Aim —
Gather each line from the rows below that contains the string "instance". Case counts.

Record list —
● ● ● ● ● ● ●
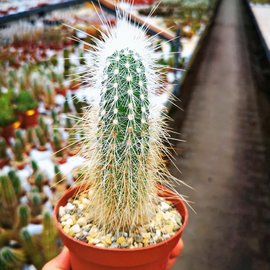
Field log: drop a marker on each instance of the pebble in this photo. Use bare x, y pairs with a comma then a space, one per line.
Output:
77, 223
● ● ● ● ● ● ●
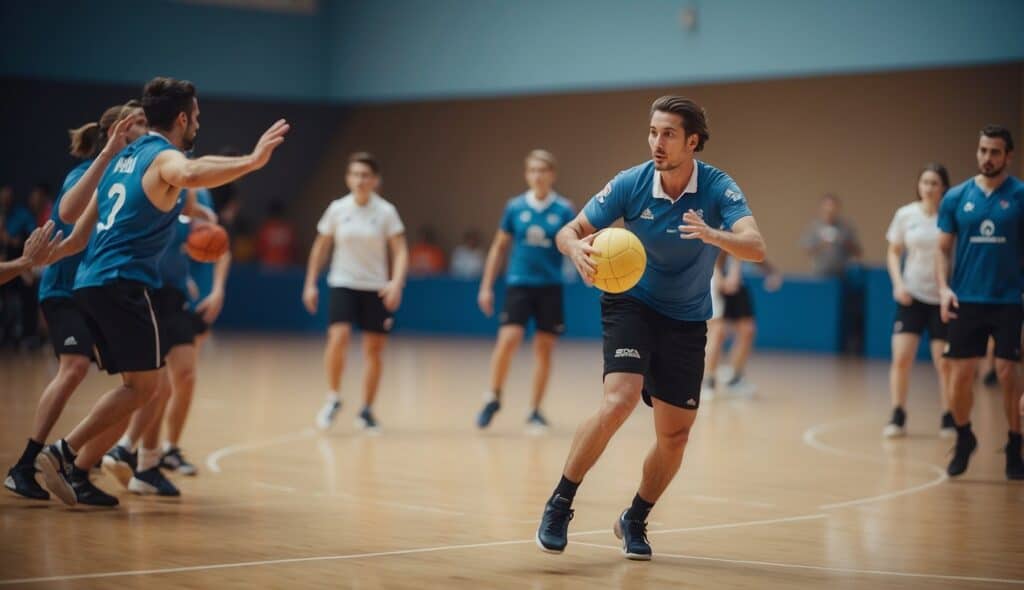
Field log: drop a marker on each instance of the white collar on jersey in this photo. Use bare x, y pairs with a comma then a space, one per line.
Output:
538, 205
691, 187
● ● ● ● ● ● ●
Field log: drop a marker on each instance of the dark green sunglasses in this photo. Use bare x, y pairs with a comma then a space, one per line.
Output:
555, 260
● ● ● ● ● ● ●
Expected answer —
Field log: drop a marker on each instance of the pebble in this photo. Use bare x, y pairs with a comma then a space, one per line.
Field log: drop a marker on each instance of the white collar on jersey in this photo. Use bare x, y pairs with a comma then a space, one per line.
Field log: drop a marker on each instance of the dark green sunglasses in this photo. Use bare x, y pairs with a comma then a space, one per line.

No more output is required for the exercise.